PROBLEM REQUIREMENTS: Exactly and only the lines from the one containing "Where can the row" through the close of the entries below are to be set down.

TASK DATA:
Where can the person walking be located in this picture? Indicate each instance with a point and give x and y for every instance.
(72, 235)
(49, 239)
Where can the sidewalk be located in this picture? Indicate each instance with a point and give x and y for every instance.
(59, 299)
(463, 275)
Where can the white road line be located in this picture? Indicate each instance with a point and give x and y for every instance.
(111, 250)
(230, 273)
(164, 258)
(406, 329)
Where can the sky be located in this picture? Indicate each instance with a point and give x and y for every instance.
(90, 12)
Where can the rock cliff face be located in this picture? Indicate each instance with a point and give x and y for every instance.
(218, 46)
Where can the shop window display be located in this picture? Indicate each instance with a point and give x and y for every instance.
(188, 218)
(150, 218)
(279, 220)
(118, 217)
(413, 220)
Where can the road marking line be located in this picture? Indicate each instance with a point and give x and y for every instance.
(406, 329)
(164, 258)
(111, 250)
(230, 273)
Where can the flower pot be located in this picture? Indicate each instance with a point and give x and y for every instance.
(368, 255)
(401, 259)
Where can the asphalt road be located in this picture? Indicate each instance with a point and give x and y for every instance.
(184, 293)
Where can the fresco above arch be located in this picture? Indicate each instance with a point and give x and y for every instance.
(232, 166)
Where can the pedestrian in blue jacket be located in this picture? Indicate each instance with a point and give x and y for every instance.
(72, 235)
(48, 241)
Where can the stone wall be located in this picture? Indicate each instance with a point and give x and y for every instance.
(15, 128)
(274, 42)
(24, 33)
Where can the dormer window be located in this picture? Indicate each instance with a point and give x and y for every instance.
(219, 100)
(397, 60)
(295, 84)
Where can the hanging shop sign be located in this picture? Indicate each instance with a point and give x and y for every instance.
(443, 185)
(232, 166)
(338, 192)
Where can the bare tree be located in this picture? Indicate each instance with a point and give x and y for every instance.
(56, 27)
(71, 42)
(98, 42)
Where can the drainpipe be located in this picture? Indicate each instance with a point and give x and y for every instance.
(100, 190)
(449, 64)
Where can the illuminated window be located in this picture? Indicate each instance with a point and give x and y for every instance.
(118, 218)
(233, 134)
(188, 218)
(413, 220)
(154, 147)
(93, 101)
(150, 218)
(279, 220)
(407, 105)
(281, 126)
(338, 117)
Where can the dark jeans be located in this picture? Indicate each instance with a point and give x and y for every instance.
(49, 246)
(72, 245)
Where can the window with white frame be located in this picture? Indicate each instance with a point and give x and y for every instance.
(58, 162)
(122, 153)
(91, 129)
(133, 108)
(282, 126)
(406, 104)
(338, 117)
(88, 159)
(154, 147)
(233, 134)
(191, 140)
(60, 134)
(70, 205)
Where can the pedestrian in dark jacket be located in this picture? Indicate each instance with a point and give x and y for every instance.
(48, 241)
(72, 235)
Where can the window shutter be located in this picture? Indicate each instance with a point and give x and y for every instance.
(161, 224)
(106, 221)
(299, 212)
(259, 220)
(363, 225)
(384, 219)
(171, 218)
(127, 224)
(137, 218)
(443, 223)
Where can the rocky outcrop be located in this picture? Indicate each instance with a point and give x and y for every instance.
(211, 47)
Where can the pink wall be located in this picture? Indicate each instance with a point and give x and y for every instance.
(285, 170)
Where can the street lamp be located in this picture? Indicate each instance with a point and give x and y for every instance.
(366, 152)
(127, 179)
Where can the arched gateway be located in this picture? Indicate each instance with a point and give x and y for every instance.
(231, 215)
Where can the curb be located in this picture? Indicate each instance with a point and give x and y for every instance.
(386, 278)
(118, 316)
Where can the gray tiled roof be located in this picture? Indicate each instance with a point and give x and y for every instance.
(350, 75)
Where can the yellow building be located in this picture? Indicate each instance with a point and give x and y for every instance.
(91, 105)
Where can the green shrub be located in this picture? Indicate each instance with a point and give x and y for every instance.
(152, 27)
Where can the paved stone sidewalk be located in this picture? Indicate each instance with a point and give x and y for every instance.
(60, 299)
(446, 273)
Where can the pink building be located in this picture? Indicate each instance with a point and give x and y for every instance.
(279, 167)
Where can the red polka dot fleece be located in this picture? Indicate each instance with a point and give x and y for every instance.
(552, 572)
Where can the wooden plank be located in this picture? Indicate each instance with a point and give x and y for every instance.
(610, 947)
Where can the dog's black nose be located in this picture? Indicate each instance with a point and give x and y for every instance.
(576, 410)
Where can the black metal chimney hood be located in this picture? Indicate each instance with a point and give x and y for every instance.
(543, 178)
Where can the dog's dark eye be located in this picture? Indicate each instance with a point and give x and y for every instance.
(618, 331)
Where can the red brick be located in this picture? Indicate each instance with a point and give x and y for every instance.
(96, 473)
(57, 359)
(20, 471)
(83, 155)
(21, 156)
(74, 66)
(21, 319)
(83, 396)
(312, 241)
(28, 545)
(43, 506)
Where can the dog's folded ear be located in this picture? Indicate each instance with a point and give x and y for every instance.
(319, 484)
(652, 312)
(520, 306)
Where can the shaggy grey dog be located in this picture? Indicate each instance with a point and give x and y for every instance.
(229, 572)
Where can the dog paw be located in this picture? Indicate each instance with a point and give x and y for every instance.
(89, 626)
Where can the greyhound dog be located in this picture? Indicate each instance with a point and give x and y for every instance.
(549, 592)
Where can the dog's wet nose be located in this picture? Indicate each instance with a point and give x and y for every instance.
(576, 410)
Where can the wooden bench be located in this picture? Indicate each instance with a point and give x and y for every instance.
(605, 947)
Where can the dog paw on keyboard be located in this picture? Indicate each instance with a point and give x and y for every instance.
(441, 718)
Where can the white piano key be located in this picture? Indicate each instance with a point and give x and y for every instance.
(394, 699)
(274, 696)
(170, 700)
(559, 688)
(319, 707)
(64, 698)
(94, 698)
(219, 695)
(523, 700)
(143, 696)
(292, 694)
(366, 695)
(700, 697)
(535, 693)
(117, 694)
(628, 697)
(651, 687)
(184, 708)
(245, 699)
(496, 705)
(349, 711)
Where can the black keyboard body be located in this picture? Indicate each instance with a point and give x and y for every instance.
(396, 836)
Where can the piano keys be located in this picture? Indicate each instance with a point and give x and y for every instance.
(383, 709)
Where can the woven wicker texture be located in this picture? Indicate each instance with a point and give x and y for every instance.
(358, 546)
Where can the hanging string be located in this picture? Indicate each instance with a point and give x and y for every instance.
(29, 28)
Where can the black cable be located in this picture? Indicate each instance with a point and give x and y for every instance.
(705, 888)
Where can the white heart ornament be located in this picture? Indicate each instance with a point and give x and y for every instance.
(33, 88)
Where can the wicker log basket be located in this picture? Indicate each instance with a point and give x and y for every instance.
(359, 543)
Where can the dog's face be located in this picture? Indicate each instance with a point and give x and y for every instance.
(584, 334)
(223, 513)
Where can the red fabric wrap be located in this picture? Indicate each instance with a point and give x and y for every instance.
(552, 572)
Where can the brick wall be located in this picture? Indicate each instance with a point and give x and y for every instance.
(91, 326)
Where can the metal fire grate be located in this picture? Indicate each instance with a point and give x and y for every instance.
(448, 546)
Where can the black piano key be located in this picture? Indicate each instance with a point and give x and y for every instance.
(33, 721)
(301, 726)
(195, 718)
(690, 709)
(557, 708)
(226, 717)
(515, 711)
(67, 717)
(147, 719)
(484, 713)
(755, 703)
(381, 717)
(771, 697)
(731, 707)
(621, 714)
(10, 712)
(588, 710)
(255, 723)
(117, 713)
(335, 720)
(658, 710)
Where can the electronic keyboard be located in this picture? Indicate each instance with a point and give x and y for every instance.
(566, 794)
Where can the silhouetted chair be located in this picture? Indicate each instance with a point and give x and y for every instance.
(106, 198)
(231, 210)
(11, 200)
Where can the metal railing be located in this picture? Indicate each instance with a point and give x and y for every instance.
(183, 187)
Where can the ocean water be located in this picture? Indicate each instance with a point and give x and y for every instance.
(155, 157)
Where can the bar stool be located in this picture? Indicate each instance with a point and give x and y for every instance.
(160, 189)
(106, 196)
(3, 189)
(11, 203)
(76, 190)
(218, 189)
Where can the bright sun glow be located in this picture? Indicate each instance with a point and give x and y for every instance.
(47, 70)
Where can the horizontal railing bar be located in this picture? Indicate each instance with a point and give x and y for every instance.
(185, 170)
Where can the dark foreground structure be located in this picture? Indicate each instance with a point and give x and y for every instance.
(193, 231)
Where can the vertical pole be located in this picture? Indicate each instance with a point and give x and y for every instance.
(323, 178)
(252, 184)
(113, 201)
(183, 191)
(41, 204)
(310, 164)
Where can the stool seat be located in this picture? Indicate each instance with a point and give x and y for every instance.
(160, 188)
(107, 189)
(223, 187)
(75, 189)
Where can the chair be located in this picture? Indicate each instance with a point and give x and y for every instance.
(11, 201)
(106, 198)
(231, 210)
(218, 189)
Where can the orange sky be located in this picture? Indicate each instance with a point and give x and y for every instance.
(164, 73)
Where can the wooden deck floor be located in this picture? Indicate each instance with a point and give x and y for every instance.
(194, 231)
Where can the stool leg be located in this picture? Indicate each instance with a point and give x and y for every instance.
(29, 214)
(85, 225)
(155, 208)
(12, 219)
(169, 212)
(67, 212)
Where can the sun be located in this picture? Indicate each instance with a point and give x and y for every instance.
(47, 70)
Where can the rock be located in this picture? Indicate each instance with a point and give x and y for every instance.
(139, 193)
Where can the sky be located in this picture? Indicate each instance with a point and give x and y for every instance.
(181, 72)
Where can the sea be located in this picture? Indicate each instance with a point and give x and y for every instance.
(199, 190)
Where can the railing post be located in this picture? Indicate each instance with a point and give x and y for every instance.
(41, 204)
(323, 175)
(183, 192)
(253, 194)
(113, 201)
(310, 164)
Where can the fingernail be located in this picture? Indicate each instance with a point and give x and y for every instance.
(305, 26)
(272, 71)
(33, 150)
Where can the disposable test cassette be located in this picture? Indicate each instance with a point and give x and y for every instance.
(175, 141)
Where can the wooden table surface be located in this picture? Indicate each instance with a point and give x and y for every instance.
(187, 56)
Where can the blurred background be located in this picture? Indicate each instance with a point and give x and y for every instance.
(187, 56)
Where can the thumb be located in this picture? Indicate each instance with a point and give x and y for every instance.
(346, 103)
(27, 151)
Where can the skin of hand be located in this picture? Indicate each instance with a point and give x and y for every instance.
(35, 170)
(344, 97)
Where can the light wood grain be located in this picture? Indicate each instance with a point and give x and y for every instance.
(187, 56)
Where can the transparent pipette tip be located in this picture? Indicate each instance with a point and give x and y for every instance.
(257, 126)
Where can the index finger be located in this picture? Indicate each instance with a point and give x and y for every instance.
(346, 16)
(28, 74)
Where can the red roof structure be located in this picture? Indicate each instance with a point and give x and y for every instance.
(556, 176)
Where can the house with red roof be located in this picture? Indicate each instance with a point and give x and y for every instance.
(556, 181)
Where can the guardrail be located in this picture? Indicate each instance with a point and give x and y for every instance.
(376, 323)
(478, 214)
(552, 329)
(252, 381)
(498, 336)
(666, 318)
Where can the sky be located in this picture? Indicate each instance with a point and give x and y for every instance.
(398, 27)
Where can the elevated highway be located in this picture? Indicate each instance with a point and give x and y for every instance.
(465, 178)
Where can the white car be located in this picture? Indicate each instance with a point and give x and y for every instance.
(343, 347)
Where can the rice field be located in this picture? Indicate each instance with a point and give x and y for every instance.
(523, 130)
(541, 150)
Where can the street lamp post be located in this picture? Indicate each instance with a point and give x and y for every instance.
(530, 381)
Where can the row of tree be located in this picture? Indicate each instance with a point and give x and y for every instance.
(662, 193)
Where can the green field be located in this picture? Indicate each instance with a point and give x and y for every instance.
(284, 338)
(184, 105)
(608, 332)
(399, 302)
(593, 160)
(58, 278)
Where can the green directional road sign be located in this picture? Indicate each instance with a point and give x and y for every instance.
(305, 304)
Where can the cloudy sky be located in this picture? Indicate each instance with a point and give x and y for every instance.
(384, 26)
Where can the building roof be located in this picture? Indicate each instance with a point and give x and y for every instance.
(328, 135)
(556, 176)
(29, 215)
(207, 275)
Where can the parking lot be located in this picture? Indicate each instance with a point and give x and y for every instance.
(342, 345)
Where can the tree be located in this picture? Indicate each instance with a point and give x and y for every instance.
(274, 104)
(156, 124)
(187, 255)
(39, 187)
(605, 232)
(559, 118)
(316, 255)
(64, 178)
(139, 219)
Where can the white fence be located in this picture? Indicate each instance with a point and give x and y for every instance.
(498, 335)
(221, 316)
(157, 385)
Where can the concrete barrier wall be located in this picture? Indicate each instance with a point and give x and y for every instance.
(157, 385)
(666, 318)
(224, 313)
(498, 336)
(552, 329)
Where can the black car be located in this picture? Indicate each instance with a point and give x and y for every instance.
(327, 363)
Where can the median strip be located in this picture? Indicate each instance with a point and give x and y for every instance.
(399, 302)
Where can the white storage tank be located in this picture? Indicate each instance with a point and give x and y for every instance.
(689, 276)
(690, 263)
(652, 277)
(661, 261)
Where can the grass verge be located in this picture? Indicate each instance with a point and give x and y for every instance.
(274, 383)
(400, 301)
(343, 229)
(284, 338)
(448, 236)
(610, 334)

ANSWER TO THIS PROBLEM:
Where can the row of tree be located in this picture? Indicate each instance with a point and give x and y for every instance.
(662, 193)
Where can the green field be located in this picture? Indicate each instance with a point and give x and y for every instance.
(284, 338)
(184, 105)
(608, 332)
(399, 302)
(593, 160)
(58, 278)
Where can the green directional road sign be located in this picture? Indicate each instance with a point and give x and y for every instance.
(305, 304)
Where can the cloudy sky be located in this picture? Indicate each instance with a point and give x and y for every instance.
(384, 26)
Where can the building roof be located in this picture? Indicate each instance with a point and give x and y for every instance.
(328, 135)
(556, 176)
(29, 215)
(207, 275)
Where can the parking lot be located in this picture? Indicate each instance with a point and give x and y for every instance.
(342, 345)
Where can the tree be located in this picture? Indicate each instance with a point and give x and y for every instance.
(274, 104)
(156, 124)
(187, 255)
(39, 187)
(605, 232)
(559, 118)
(316, 255)
(64, 178)
(139, 219)
Where can the white fence be located in this picture? Indicate each instance with a point and give x and y for every instance.
(498, 335)
(221, 316)
(157, 385)
Where can the concrete barrier wall be located in this picture? Indicate each instance with a point and give x and y for every instance.
(157, 385)
(666, 318)
(224, 313)
(498, 336)
(552, 329)
Where can the black car be located in this picture? Indicate each instance with a point and give x and y for every instance.
(327, 363)
Where can the median strip be located in this picture? Indicate each instance with a point and give x and y for every instance.
(399, 302)
Where can the white storage tank be located in this picture? Indicate each instance with a point and give x and y for every instance.
(689, 276)
(690, 263)
(652, 277)
(661, 261)
Where can the grass verge be located in this picture? Indicate each instance with a point and give x and y for every instance.
(274, 383)
(400, 301)
(343, 229)
(284, 338)
(448, 236)
(610, 334)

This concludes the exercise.